Transcribe all the records below line for line, without any changes, and leave the pictures out of your answer.

### INPUT RECORDS ###

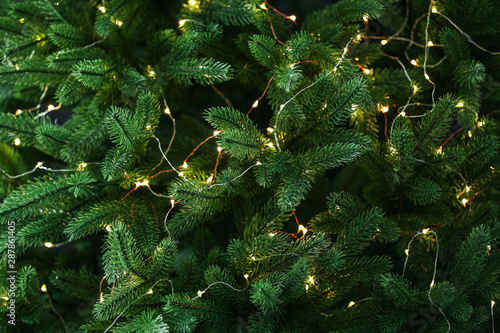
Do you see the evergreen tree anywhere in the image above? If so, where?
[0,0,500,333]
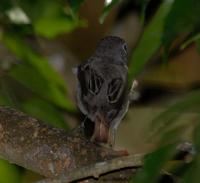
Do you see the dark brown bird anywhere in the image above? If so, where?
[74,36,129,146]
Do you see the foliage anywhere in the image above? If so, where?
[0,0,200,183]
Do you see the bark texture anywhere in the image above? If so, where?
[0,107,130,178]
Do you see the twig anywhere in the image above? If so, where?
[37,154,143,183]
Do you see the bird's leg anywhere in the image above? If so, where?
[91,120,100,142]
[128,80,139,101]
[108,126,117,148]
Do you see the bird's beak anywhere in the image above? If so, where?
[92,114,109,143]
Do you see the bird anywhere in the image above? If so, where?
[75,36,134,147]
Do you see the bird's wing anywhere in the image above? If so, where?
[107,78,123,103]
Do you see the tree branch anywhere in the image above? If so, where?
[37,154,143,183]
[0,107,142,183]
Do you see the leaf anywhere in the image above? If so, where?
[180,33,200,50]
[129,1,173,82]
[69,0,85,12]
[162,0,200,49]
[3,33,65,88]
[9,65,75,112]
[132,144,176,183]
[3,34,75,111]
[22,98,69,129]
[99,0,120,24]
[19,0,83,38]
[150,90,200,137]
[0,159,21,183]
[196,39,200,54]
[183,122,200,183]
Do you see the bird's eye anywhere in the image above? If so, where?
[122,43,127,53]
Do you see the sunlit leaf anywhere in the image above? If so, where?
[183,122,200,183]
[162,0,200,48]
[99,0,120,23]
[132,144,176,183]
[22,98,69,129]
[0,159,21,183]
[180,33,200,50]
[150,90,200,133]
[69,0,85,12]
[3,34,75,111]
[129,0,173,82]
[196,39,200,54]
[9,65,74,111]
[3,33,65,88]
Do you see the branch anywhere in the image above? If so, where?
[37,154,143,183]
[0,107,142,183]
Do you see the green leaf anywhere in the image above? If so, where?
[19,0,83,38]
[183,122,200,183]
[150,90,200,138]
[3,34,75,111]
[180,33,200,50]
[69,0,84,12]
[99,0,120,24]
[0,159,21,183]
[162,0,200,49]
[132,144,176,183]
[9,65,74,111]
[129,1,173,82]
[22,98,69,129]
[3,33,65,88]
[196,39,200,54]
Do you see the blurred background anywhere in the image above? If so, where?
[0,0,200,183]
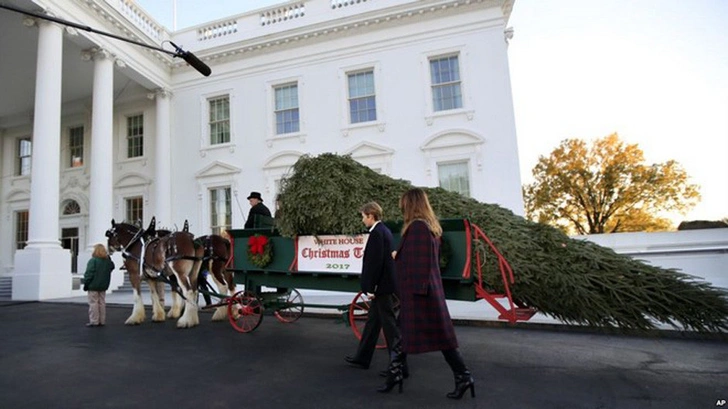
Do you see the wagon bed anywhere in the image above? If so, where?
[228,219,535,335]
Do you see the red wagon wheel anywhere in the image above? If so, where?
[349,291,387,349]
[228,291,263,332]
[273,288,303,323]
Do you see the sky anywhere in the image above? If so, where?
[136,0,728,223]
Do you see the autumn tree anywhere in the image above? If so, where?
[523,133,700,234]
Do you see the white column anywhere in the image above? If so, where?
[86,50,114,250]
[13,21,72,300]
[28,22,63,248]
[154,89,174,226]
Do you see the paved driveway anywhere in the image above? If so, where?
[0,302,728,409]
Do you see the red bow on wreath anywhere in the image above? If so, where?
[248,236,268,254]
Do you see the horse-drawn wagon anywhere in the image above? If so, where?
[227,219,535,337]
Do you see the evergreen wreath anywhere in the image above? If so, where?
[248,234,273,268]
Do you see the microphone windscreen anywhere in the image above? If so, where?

###

**RESULT**
Do you see the evergreen tree anywhere in the image above? If so, where?
[0,0,500,333]
Do you see the dark brown bird anywhere in the image above? If so, where?
[74,36,129,146]
Do you see the foliage anywhere in the image above? If so, where?
[0,0,200,183]
Do you see the bark texture anywhere in the image above? If so, where?
[0,107,130,178]
Do you see the twig anywhere in the image above? If so, where?
[37,154,143,183]
Do you see the bird's leg anywhere in the image above? If so, where?
[91,120,100,142]
[128,80,139,101]
[108,126,117,148]
Do you see the bird's beak anywhere in the image above? If so, where?
[92,114,109,143]
Do you see the bird anywhere in the image above? If so, where?
[75,36,134,147]
Do you see the bird's wing anywhere in the image above? If so, where?
[107,78,123,103]
Do you see the tree branch anywhere in the image above? If so, where?
[37,154,143,183]
[0,107,142,183]
Do you see the leaf anywhere in the image above? If so, where?
[180,33,200,50]
[129,1,173,82]
[69,0,85,12]
[162,0,200,49]
[3,33,65,88]
[9,65,75,112]
[132,144,176,183]
[3,34,75,111]
[22,98,69,129]
[99,0,120,24]
[19,0,83,38]
[150,90,200,137]
[0,159,21,183]
[196,39,200,54]
[183,122,200,183]
Do you see the bird's eye anywhere in the image above? If so, where?
[122,43,127,53]
Do you see the sunlit leaf anywhere in the image above? If so, where?
[183,122,200,183]
[162,0,200,48]
[99,0,120,23]
[132,144,176,183]
[22,98,69,129]
[0,159,21,183]
[180,33,200,50]
[150,90,200,133]
[69,0,85,12]
[3,34,75,111]
[129,0,173,82]
[196,39,200,54]
[9,65,74,111]
[3,33,65,88]
Do you see the branch anywhere in the image above? If so, where?
[37,154,143,183]
[0,107,142,183]
Do you see the green leaf anywhere in the image above? If so, where?
[19,0,83,38]
[183,122,200,183]
[150,90,200,138]
[3,34,75,111]
[180,33,200,50]
[69,0,84,12]
[99,0,120,24]
[0,159,21,183]
[162,0,200,49]
[132,144,176,183]
[9,65,74,111]
[129,1,173,82]
[22,98,69,129]
[3,33,65,88]
[196,39,200,54]
Do you see the blurred background anywhere in the image above? If so, where?
[0,0,200,183]
Do you see the wagon bed anywhere in the image above? If so, where?
[228,219,535,335]
Do you see the red wagon wheel anywhere in the image above? If so, where?
[349,291,387,349]
[228,291,263,332]
[273,288,303,323]
Do you see the sky anywhere in the image above? If so, where?
[136,0,728,223]
Do you see the autumn tree anywhere in the image above? If so, where?
[523,133,700,234]
Do you see the white column anywhere in the image above? If so, where?
[86,50,114,250]
[13,21,72,300]
[28,22,63,248]
[154,89,174,226]
Do you see the paved driveway anywhere in the image above? If so, where?
[0,302,728,409]
Do you see the red bow on wreath anywhere in the image above? If so, where?
[248,236,268,254]
Do you see the horse-drawn wagon anywhere in the image above? If so, where?
[227,219,535,337]
Do you see the evergreen wreath anywhere in the image above? If so, where?
[248,234,273,268]
Do you see the microphone windscreen anywhere in the image above? If so, where?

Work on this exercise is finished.